═══ INPUT ═══

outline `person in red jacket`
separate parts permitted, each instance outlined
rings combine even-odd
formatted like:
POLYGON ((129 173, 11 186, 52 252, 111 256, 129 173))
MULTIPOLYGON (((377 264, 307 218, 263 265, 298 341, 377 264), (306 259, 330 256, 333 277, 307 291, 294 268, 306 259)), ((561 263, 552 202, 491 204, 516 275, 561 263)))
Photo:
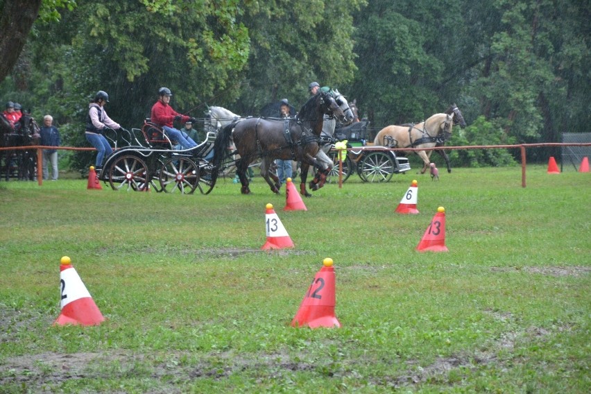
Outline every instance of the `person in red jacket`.
POLYGON ((197 146, 193 139, 185 132, 181 132, 173 126, 174 121, 182 123, 196 121, 187 115, 181 115, 169 105, 171 101, 171 89, 168 87, 161 87, 158 89, 158 101, 152 106, 152 113, 150 116, 152 122, 162 128, 164 133, 171 139, 176 141, 182 149, 189 149, 197 146))

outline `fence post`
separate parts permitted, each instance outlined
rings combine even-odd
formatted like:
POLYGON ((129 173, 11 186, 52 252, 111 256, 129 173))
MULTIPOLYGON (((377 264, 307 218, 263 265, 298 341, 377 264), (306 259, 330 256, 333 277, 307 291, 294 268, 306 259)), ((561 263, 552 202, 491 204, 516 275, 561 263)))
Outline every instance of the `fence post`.
POLYGON ((521 187, 525 187, 525 146, 520 146, 521 151, 521 187))
POLYGON ((37 184, 43 185, 43 149, 37 149, 37 184))

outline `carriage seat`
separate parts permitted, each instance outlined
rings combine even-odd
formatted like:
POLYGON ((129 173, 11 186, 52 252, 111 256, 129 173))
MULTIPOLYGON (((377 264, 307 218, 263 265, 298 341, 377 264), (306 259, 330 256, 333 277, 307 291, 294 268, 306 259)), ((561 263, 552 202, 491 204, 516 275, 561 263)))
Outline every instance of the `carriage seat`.
POLYGON ((156 123, 153 123, 150 118, 146 118, 144 121, 142 134, 150 148, 172 149, 173 146, 177 144, 175 141, 171 141, 164 134, 164 130, 156 123))

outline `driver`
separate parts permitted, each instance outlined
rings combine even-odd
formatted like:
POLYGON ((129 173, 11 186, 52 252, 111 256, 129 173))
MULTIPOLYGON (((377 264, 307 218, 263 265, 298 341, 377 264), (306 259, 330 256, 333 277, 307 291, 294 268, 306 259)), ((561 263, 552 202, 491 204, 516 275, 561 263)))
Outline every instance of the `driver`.
POLYGON ((191 121, 195 123, 196 119, 181 115, 169 105, 171 101, 172 93, 168 87, 161 87, 158 89, 158 101, 152 106, 152 113, 150 116, 151 121, 162 128, 164 133, 171 141, 176 141, 180 144, 182 149, 189 149, 197 146, 197 144, 189 135, 181 132, 173 127, 174 121, 186 123, 191 121))

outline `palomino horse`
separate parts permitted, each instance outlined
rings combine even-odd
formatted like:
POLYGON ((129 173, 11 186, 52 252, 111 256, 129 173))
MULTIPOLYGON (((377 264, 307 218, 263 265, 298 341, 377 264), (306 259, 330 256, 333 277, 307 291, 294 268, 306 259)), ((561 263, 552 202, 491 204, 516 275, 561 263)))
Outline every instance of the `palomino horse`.
MULTIPOLYGON (((311 97, 295 119, 247 118, 234 121, 218 133, 213 164, 220 168, 228 157, 227 147, 233 140, 237 152, 240 155, 240 158, 236 160, 236 166, 242 184, 242 194, 250 193, 246 169, 258 157, 262 159, 261 175, 271 191, 277 194, 280 183, 277 175, 269 171, 271 163, 275 159, 301 160, 300 191, 305 190, 308 168, 310 165, 320 166, 314 156, 319 149, 318 137, 322 132, 324 114, 334 114, 341 119, 345 117, 334 98, 329 93, 321 92, 311 97)), ((217 176, 217 172, 214 171, 214 176, 217 176)), ((311 185, 316 185, 320 180, 315 178, 311 185)))
MULTIPOLYGON (((374 145, 389 148, 433 148, 443 144, 452 135, 454 114, 435 114, 418 124, 388 126, 382 128, 373 141, 374 145)), ((415 151, 425 165, 420 173, 429 168, 432 151, 415 151)))
MULTIPOLYGON (((460 109, 458 108, 458 106, 456 105, 456 103, 454 103, 449 108, 447 108, 444 114, 447 114, 448 115, 451 115, 454 114, 454 126, 460 125, 460 127, 464 128, 466 126, 466 121, 464 120, 464 117, 462 114, 460 109)), ((435 144, 435 146, 443 146, 445 144, 445 142, 438 142, 435 144)), ((439 153, 443 160, 445 160, 445 165, 447 166, 447 172, 452 172, 452 166, 449 164, 449 157, 447 156, 447 153, 443 149, 437 149, 436 151, 438 153, 439 153)))

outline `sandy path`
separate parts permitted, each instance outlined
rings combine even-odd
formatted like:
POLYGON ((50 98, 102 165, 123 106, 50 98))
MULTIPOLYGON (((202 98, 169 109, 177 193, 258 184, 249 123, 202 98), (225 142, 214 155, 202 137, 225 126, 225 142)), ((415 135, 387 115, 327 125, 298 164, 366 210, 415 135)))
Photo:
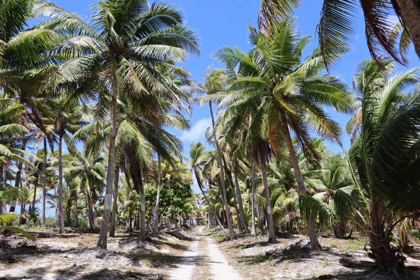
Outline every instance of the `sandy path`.
MULTIPOLYGON (((199 241, 205 239, 207 242, 208 250, 206 255, 210 259, 208 264, 211 266, 211 274, 212 280, 242 280, 239 275, 234 271, 234 268, 229 265, 224 256, 217 245, 210 237, 201 235, 203 227, 200 228, 197 240, 190 246, 185 252, 182 263, 179 264, 171 274, 170 280, 193 280, 193 271, 196 267, 196 262, 199 257, 197 252, 199 241)), ((195 231, 195 233, 196 231, 195 231)))
MULTIPOLYGON (((200 229, 201 231, 201 229, 200 229)), ((194 230, 194 234, 196 231, 194 230)), ((194 241, 185 252, 182 257, 182 262, 177 266, 170 274, 170 280, 188 280, 192 279, 193 270, 195 267, 196 260, 198 255, 199 240, 194 241)))
POLYGON ((242 280, 242 278, 229 265, 220 250, 210 237, 206 238, 209 246, 209 256, 211 259, 213 280, 242 280))

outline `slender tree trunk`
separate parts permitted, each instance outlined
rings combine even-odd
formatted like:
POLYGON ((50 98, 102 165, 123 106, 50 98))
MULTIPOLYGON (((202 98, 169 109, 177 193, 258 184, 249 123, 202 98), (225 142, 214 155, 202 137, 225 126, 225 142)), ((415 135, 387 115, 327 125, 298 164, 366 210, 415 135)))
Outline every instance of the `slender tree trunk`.
POLYGON ((401 15, 411 37, 414 49, 420 58, 420 6, 418 0, 397 0, 401 15))
MULTIPOLYGON (((235 213, 236 214, 236 219, 238 220, 238 228, 239 231, 241 232, 244 232, 244 228, 242 226, 242 220, 241 217, 241 214, 239 213, 239 210, 238 209, 238 201, 236 199, 236 192, 235 191, 235 186, 233 185, 233 179, 232 178, 232 171, 230 168, 228 167, 228 164, 226 162, 226 159, 222 155, 222 160, 223 163, 224 168, 225 174, 226 174, 226 180, 228 186, 230 188, 232 191, 232 197, 233 198, 233 206, 235 208, 235 213)), ((232 220, 233 218, 232 218, 232 220)))
POLYGON ((58 136, 58 223, 60 226, 59 233, 66 233, 64 228, 64 211, 63 209, 63 155, 62 146, 63 136, 58 136))
POLYGON ((255 200, 255 210, 256 210, 256 216, 258 217, 258 227, 259 230, 262 231, 264 230, 264 225, 263 221, 264 217, 263 217, 262 211, 260 208, 259 203, 258 200, 255 200))
POLYGON ((109 226, 109 212, 112 200, 112 184, 114 182, 114 173, 115 167, 115 138, 117 136, 117 96, 118 88, 115 73, 116 62, 113 63, 112 77, 112 100, 111 107, 111 134, 109 137, 109 152, 108 153, 108 170, 106 176, 106 190, 105 190, 105 203, 102 216, 102 223, 97 246, 101 249, 107 248, 107 236, 109 226))
POLYGON ((144 199, 144 185, 143 183, 143 178, 141 173, 139 174, 140 181, 140 197, 141 200, 141 211, 140 211, 140 234, 138 235, 139 241, 146 240, 146 201, 144 199))
POLYGON ((209 199, 207 198, 207 196, 206 195, 206 193, 204 192, 204 190, 203 190, 203 183, 201 182, 201 180, 200 179, 200 177, 198 176, 198 173, 197 171, 197 170, 194 168, 194 174, 195 174, 196 179, 197 179, 197 182, 198 184, 198 187, 200 188, 200 190, 201 191, 201 193, 203 195, 203 196, 204 197, 204 199, 206 200, 206 202, 207 203, 207 205, 209 205, 209 208, 210 208, 210 211, 211 211, 211 213, 214 216, 215 218, 216 219, 216 221, 217 223, 217 224, 220 227, 220 229, 223 229, 223 226, 222 225, 222 224, 220 223, 220 221, 219 220, 219 218, 217 217, 217 215, 216 215, 216 211, 214 211, 214 209, 213 209, 213 207, 211 207, 211 205, 210 204, 210 201, 209 201, 209 199))
MULTIPOLYGON (((220 168, 220 177, 222 183, 222 189, 223 190, 223 204, 224 204, 225 211, 226 212, 226 217, 228 218, 230 217, 230 209, 229 208, 229 204, 227 202, 227 195, 226 192, 226 186, 225 186, 224 181, 224 172, 223 172, 223 164, 222 162, 222 155, 220 151, 220 146, 219 145, 219 142, 217 140, 217 137, 216 136, 216 131, 214 127, 214 117, 213 116, 213 109, 211 108, 211 101, 209 102, 209 105, 210 107, 210 115, 211 116, 211 123, 213 125, 213 136, 214 138, 214 143, 216 144, 216 148, 217 150, 217 158, 219 161, 219 167, 220 168)), ((233 231, 233 227, 232 225, 232 222, 230 219, 227 219, 227 226, 229 229, 229 234, 232 238, 236 238, 236 235, 235 232, 233 231)))
POLYGON ((242 197, 241 196, 241 190, 239 188, 239 183, 238 181, 237 166, 233 167, 233 175, 235 176, 235 185, 236 186, 236 195, 238 196, 238 203, 239 205, 239 214, 244 222, 244 229, 246 233, 250 233, 248 223, 245 219, 245 214, 244 212, 244 205, 242 204, 242 197))
POLYGON ((93 213, 92 210, 91 201, 90 200, 90 195, 89 191, 87 192, 87 219, 89 220, 89 227, 91 231, 94 229, 93 226, 93 213))
MULTIPOLYGON (((296 156, 296 152, 294 151, 294 147, 293 146, 293 142, 290 136, 286 113, 284 111, 282 111, 281 112, 280 115, 282 119, 282 125, 283 126, 285 138, 288 149, 289 150, 289 158, 290 158, 290 161, 292 162, 292 165, 293 166, 293 170, 294 172, 294 175, 296 176, 296 181, 297 183, 299 192, 301 194, 306 195, 306 188, 305 187, 305 183, 303 181, 303 176, 300 171, 300 168, 299 167, 299 162, 296 156)), ((318 250, 321 248, 321 245, 320 245, 319 241, 318 240, 318 237, 317 237, 316 232, 315 232, 315 225, 314 225, 312 221, 311 214, 309 215, 309 217, 308 217, 307 222, 309 239, 311 241, 311 248, 312 251, 318 250)))
MULTIPOLYGON (((79 221, 79 211, 77 209, 77 206, 79 204, 78 200, 78 196, 79 195, 77 193, 77 191, 76 191, 76 196, 75 196, 75 219, 77 221, 79 221)), ((78 224, 79 224, 79 222, 78 222, 78 224)))
POLYGON ((44 229, 45 207, 46 202, 46 136, 44 136, 44 162, 42 167, 42 209, 41 216, 41 228, 44 229))
MULTIPOLYGON (((225 162, 225 166, 226 166, 226 162, 225 162)), ((235 208, 235 212, 236 214, 236 219, 238 220, 238 228, 240 232, 241 233, 244 232, 244 227, 242 226, 242 219, 241 217, 241 214, 239 212, 239 210, 238 209, 238 201, 236 200, 236 192, 235 191, 235 187, 233 186, 233 182, 229 180, 230 178, 227 178, 227 176, 229 176, 228 174, 230 173, 230 170, 229 170, 228 168, 226 169, 226 170, 225 171, 226 172, 226 180, 228 181, 228 185, 229 186, 230 189, 232 190, 232 196, 233 197, 233 205, 234 207, 235 208)))
MULTIPOLYGON (((21 124, 23 125, 23 120, 21 122, 21 124)), ((23 151, 25 151, 26 149, 26 144, 24 143, 22 145, 22 149, 23 151)), ((22 161, 19 161, 19 163, 17 165, 17 171, 16 173, 16 178, 15 179, 15 188, 18 189, 19 188, 19 185, 20 185, 20 188, 22 189, 22 168, 23 166, 23 162, 22 161)), ((13 202, 12 204, 13 204, 13 202)), ((16 204, 16 202, 14 203, 16 204)), ((23 216, 25 214, 25 205, 26 204, 26 201, 25 201, 25 199, 22 197, 20 201, 20 215, 19 217, 19 224, 23 225, 24 222, 25 218, 23 216)), ((15 211, 14 208, 13 209, 13 211, 12 211, 12 207, 10 206, 10 212, 14 212, 15 211)))
MULTIPOLYGON (((140 214, 140 213, 139 213, 139 214, 137 214, 136 215, 136 217, 135 217, 135 220, 136 220, 136 223, 135 223, 135 230, 136 230, 136 231, 140 230, 140 222, 141 222, 141 224, 142 224, 142 225, 143 225, 143 222, 140 221, 140 220, 141 219, 141 218, 140 218, 140 215, 141 215, 141 214, 140 214)), ((144 226, 144 228, 145 228, 145 229, 146 228, 145 223, 145 226, 144 226)))
POLYGON ((265 200, 267 202, 267 219, 268 223, 268 242, 274 243, 277 241, 276 234, 274 232, 274 223, 273 221, 273 213, 271 211, 271 201, 270 197, 270 190, 268 189, 268 182, 267 181, 267 167, 265 164, 265 153, 263 147, 263 143, 260 144, 258 147, 259 159, 261 164, 261 172, 262 174, 262 180, 264 182, 264 189, 265 193, 265 200))
MULTIPOLYGON (((25 150, 25 145, 23 145, 23 150, 25 150)), ((19 189, 19 184, 20 183, 20 177, 21 177, 21 173, 22 173, 22 166, 23 163, 21 161, 19 161, 17 165, 17 171, 16 173, 16 177, 15 178, 15 188, 19 189)), ((3 175, 4 174, 3 173, 3 175)), ((12 200, 12 201, 10 202, 10 207, 9 208, 9 212, 15 212, 16 209, 16 198, 13 198, 12 200)), ((23 200, 22 199, 22 200, 23 200)), ((5 205, 5 203, 4 203, 5 205)), ((20 205, 20 212, 21 213, 21 215, 19 217, 19 224, 21 225, 23 224, 23 213, 24 213, 25 210, 25 205, 23 205, 23 203, 21 203, 20 205), (22 212, 22 207, 24 210, 23 212, 22 212)), ((9 230, 4 230, 3 234, 5 236, 8 236, 11 234, 11 231, 9 230)))
POLYGON ((155 207, 155 233, 159 233, 159 199, 161 196, 161 184, 162 171, 161 167, 161 156, 158 154, 158 194, 156 196, 156 205, 155 207))
POLYGON ((251 175, 251 234, 252 235, 255 235, 255 212, 254 208, 255 208, 254 204, 254 193, 255 192, 255 161, 252 160, 252 174, 251 175))
POLYGON ((118 205, 118 181, 120 179, 120 168, 116 166, 115 175, 114 177, 114 201, 112 204, 112 217, 111 218, 111 227, 109 230, 109 237, 115 237, 115 222, 117 220, 117 212, 118 205))
POLYGON ((35 181, 34 182, 34 199, 32 200, 32 206, 31 207, 31 213, 29 215, 30 219, 32 220, 34 219, 34 213, 35 212, 35 201, 37 200, 37 187, 38 186, 38 180, 39 176, 38 174, 35 174, 35 181))
POLYGON ((133 215, 132 213, 130 212, 128 213, 128 224, 127 225, 127 231, 131 232, 133 231, 133 215))
MULTIPOLYGON (((25 145, 23 145, 23 150, 25 150, 25 145)), ((20 184, 20 178, 22 174, 22 166, 23 165, 23 162, 19 161, 17 164, 17 171, 16 172, 16 177, 15 178, 15 188, 19 189, 19 184, 20 184)), ((10 208, 9 209, 9 212, 14 212, 16 209, 16 198, 13 198, 10 203, 10 208)), ((19 221, 21 218, 19 218, 19 221)), ((19 223, 19 224, 20 224, 19 223)))
MULTIPOLYGON (((7 186, 7 168, 6 163, 3 163, 3 188, 5 189, 7 186)), ((6 212, 6 201, 0 200, 0 214, 6 212)))

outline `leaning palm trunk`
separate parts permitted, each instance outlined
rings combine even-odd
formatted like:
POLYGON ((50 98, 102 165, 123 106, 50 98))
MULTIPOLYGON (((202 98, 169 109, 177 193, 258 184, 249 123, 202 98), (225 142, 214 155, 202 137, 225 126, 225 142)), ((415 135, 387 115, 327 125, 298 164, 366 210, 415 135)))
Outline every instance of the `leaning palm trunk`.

═══

STATED PROBLEM |
Identify each line in the records above that contains the string "trunk", treating uppercase and lowercase as different, and copy every such line.

RESULT OF THE EXERCISE |
outline `slender tree trunk`
Outline every instance of the `slender tree trunk`.
outline `leaning palm trunk`
Outline every instance of the `leaning palm trunk`.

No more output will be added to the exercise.